### Provided text

□ □ □

Phan: Do you remember the first moment when you fell in love with the car world?
McBain: No I was too young… Before I was even in school.
Phan: So with your Kellisons, was it your first love? The car you always wanted?
McBain: Actually, this car was the same model car which is the first car I ever owned… This is a car that was made by hand. Back then they would sell you a body, fiberglass body, and you would build everything that you want under it to make a car out of it.
When I was in high school, I built one of these. So, I never owned a car before one of these, and that was the only car I was ever sorry that I sold. Over the years, I’ve had a number of interesting cars, but that was the only one I was sorry I got rid of. So, that’s how I came to build this one.
(He got his first model in high school in 1966)
Phan: Do you think that was the first moment when you started to seriously become interested in cars as a hobby/lifestyle?
McBain: I guess you could say that. Because I was always interested in them, and there were a lot of cars I couldn’t afford. To build it myself, I could afford that, and my mom helped me out like a graduation present.
Phan: Do you remember the moment when you realized that classic cars were or already going to be a big part of your life?
McBain: No. No, it wasn’t like that for me. I mean, maybe it was for a lot of people who would dream of buying a particular car, but for me it was building the car. That was the important thing. So, it’s not like I could go buy another one of those (Kellison) and enjoy it, if so I wouldn’t have built it.
Phan: What is it about your classic Kellison J5 that speaks to you?
McBain: It’s shape, the shape of it. A lot of people at shows try to figure it out what it reminds them of, and I can’t tell you how many different cars everybody sees in it. I mean, most people who don’t know anything about cars ask if it’s a Corvette, apparently they don’t know what Corvettes look like. But it is a very unusual shape.
The guy who built these bodies, Jim, Kellison, built six distinct models. That’s how this is a number five. He called them all ‘J’ something or other. And this, this body was designed in 1958., ‘59. You could first buy this in 1959, and you can imagine how that looked in 1959. It’s unusual now, it was wildly unusual then.
Phan: I can imagine all the compliments you get driving.
McBain: Oh yeah, it’s not unusual at all to be driving down the road and people giving the thumbs up and taking video with their phone or whatever that happens every day when it’s out.
Phan: I’m sure it is an amazing, great car and it seems like you give so much love for it. Is there any other car that you always also had an eye for, that you might want to trade pink slips for if offered?
McBain: Oh yeah, but it was passing. Whatever I thought I liked at the time. I’ve had a number of corvettes, I had a very rare Chevy II Nova. But I don’t miss that.
Phan: I know these cars are very beautiful and there’s a lot of passion for not only people driving them, but also seeing them on the road. As you’ve said you get alot of compliments, what do you hope people think about your car when they see you driving?

□ □ □

### Material shown
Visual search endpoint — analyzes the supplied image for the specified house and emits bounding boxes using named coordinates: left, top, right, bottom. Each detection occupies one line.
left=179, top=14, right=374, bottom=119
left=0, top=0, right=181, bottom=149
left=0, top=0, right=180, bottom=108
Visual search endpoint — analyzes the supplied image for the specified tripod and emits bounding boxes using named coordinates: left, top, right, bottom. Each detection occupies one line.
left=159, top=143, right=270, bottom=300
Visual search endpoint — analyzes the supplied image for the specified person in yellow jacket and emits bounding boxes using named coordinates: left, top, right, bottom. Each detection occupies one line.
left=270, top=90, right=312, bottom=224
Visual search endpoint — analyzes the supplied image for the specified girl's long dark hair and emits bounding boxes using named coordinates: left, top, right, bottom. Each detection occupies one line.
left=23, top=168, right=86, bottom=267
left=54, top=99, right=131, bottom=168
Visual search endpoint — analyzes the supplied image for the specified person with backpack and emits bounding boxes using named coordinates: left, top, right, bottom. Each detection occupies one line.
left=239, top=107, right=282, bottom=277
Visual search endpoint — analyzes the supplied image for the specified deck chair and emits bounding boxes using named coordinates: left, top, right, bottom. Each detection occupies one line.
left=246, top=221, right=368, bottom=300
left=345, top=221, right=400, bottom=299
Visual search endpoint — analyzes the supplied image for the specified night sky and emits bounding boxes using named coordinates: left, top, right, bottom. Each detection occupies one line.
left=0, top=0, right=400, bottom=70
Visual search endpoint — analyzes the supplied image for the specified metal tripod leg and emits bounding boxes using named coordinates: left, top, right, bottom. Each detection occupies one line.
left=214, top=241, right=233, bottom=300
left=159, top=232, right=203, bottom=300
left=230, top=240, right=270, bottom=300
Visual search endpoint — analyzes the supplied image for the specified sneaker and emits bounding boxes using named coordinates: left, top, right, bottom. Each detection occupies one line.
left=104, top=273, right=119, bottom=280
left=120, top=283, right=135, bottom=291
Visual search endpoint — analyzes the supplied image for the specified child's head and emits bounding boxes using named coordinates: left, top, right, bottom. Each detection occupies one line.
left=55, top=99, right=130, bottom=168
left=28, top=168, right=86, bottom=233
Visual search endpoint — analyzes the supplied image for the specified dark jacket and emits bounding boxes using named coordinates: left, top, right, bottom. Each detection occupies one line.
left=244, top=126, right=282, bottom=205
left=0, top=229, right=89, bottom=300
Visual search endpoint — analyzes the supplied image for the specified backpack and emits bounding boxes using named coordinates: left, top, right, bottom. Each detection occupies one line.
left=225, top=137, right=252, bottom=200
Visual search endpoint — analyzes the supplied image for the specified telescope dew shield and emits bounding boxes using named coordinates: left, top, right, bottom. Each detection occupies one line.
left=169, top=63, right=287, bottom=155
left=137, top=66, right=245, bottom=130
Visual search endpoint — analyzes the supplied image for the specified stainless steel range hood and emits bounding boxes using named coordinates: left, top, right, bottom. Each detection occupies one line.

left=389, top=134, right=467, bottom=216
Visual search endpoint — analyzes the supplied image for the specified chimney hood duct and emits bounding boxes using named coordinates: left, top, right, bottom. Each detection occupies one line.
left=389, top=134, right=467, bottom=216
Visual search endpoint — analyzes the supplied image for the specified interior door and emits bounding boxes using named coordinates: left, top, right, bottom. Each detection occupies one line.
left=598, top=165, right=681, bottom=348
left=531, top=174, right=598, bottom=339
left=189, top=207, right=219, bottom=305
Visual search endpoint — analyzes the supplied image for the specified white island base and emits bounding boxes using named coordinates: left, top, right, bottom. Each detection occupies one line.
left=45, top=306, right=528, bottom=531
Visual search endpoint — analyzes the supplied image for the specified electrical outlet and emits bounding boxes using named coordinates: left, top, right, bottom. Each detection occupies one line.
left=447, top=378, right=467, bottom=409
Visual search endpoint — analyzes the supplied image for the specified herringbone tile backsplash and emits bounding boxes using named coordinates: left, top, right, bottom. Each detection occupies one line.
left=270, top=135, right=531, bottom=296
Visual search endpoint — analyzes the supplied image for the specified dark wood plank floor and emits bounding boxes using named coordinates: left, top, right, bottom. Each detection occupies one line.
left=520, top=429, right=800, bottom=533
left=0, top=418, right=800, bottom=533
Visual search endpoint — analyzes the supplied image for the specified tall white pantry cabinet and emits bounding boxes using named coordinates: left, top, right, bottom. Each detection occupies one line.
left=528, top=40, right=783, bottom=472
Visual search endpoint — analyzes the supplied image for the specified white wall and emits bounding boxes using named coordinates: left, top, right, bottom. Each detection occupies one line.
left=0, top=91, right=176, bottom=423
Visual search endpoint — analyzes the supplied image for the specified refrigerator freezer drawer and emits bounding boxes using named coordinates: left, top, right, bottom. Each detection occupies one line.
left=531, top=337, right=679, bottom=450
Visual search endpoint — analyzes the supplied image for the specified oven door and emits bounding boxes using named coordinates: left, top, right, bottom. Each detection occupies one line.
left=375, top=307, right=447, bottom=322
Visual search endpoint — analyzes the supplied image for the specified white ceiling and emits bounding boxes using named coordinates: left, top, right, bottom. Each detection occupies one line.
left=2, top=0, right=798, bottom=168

□ □ □

### Required work
**A.** In the records, rewrite the part that opens with the line containing "specified person in" and closes with the line containing "left=345, top=221, right=400, bottom=299", swapping "Visual search endpoint" for "Image search endpoint" and leaving everything else unchanged.
**B.** Please continue the interview about the Kellison J5 from where it stops.

### Set of answers
**A.**
Image search endpoint — analyzes the supplied image for the specified person in yellow jacket and emits bounding boxes using named coordinates: left, top, right, bottom. Each detection occupies one line.
left=270, top=90, right=312, bottom=224
Image search endpoint — analyzes the supplied image for the specified girl's long dark hair and emits bounding boxes using named coordinates: left, top, right, bottom. Each detection occupies one line.
left=23, top=168, right=86, bottom=267
left=54, top=99, right=131, bottom=168
Image search endpoint — analyzes the supplied image for the specified person with backpack and emits bounding boxes using named coordinates: left, top, right, bottom. Each detection occupies one line.
left=239, top=107, right=282, bottom=277
Image search endpoint — analyzes the supplied image for the specified deck chair and emits bounding boxes using named coordinates: left, top, right, bottom. Each detection occupies one line.
left=246, top=221, right=368, bottom=300
left=345, top=221, right=400, bottom=299

**B.**
McBain: I never concerned myself with what they think. I don’t know, they think such wildly different things from one person to the next, as to what it might be and what kind of person who would drive that and everything. I don’t even think about it. I know when I was young when I built my first one, I was thinking how cool it would be to be driving around in something that looked like that. With this one, it’s more for my own pleasure.
I liked the way it looks and I don’t really care if somebody didn’t like it. I’m not driving it for anybody else’s pleasure, or for whatever they think it is. I can’t describe it, but all I can say is that for me, it’s all about making it, and now enjoying wanting something I made. Unlike a lot of other cars where you can buy whatever you want. I mean, I could go up to the auction, there’s a lot of big auctions up in Scottsdale. There’s lots of cars that I would love to buy, but that’s entirely different than making it.
Phan: And then when you make it, you obviously take it out for a test drive and drive it around. Is there a favorite road you have taken, if not a dream road you would like to take it out on a spin on?
McBain: Well, the first drive is memorable, but I didn’t wait until it was completed to drive it. The body wasn’t even on it when I took the first time. It was just the frame, it was like a big go-cart. So, the thrill of the first drive is sort of diluted by a few drives of it semi-completed.
It took me 20 years from the time I bought the body — I found the body in California — took me that long to finish it, because of different things in my life had gotten away, running out of time or not wanting to spend money at that time. So, things came gradual. It wasn’t like I could just wait until it was totally finished and then go out for a glorious drive.
Phan: But now that you have finished the car, is there a place you would love to drive it on?
McBain: We just took a trip up to Colorado and Yellowstone and there were a lot of roads I’d love to have taken it on for a drive, but it’s not really practical for us. I’ve already put over 2000 miles on it since I finished it, but my wife and I travel a lot. I mean, we do it driving, but we also take our cat with us everywhere. We wouldn’t even want to leave her to be babysat because we’re gone for a long time. So if we were going to do that, we’d be taking our cat in that car. It’s pretty loud, not real smooth riding like what we normally drive. So, it is just not practical for us to go on a lot of those nice roads that I’ve pictured driving it on.
[…] We plan to drive it quite a bit. I know the paint is real nice, and it will get stone chips and stuff like that. But I made it to drive, And that’s the fact of life, I’m not worried about minor damages like that. It’s sorta like battle scars.
Phan: How did you get involved with the Tucson Classics Car Show?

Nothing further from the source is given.